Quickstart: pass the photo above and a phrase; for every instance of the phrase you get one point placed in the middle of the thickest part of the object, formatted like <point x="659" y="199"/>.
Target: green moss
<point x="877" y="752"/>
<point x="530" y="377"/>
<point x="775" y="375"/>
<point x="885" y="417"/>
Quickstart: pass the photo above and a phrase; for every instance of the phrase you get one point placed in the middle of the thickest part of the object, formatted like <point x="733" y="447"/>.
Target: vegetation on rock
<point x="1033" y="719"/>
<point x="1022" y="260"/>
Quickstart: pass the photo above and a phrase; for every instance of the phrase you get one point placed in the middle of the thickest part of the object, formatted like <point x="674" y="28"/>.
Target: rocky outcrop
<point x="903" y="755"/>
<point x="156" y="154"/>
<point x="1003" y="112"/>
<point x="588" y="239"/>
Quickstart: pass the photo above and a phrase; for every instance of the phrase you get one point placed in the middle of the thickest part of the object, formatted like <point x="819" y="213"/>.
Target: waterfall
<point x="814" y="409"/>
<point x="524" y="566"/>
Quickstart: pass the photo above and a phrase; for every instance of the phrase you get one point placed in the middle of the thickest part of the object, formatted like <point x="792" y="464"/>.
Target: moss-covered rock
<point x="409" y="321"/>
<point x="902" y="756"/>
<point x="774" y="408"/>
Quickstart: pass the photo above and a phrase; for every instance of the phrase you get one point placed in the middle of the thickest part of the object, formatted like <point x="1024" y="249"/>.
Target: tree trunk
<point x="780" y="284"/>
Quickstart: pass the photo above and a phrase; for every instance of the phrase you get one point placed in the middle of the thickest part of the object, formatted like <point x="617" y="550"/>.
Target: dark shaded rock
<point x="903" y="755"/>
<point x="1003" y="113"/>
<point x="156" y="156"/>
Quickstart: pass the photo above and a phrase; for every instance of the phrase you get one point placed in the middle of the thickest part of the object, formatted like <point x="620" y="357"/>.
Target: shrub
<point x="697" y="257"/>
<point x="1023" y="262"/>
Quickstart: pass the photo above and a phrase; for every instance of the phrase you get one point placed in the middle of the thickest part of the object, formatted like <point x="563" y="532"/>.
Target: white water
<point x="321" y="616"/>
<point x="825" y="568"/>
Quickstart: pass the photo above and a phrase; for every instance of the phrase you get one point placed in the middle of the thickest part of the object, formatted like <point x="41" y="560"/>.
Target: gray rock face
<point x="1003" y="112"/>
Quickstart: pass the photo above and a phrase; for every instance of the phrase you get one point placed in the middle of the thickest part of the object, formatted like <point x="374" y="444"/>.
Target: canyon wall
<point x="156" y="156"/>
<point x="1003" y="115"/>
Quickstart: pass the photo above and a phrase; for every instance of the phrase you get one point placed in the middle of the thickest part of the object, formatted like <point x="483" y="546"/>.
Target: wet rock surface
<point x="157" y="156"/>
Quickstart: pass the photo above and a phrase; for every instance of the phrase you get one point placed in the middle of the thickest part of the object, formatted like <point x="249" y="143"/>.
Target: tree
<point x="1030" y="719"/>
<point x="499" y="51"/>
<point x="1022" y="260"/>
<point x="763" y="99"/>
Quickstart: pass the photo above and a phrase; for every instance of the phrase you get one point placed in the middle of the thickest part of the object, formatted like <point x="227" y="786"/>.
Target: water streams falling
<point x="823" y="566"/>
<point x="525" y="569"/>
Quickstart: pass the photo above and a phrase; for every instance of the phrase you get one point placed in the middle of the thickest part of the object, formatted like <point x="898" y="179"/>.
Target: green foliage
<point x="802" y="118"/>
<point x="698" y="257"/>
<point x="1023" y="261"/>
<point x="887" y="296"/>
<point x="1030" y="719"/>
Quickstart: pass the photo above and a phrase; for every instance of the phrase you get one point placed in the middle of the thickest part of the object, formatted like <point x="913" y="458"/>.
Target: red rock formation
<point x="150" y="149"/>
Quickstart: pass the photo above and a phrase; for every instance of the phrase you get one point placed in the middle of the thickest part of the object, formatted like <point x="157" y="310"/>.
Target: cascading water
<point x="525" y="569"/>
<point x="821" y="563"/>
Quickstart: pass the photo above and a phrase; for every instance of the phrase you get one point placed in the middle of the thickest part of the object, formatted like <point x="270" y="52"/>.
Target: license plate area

### WHAT IS EXPECTED
Please count the lines of the listing that contain the string "moss". Give only the number.

### RESULT FOR THIS EXERCISE
2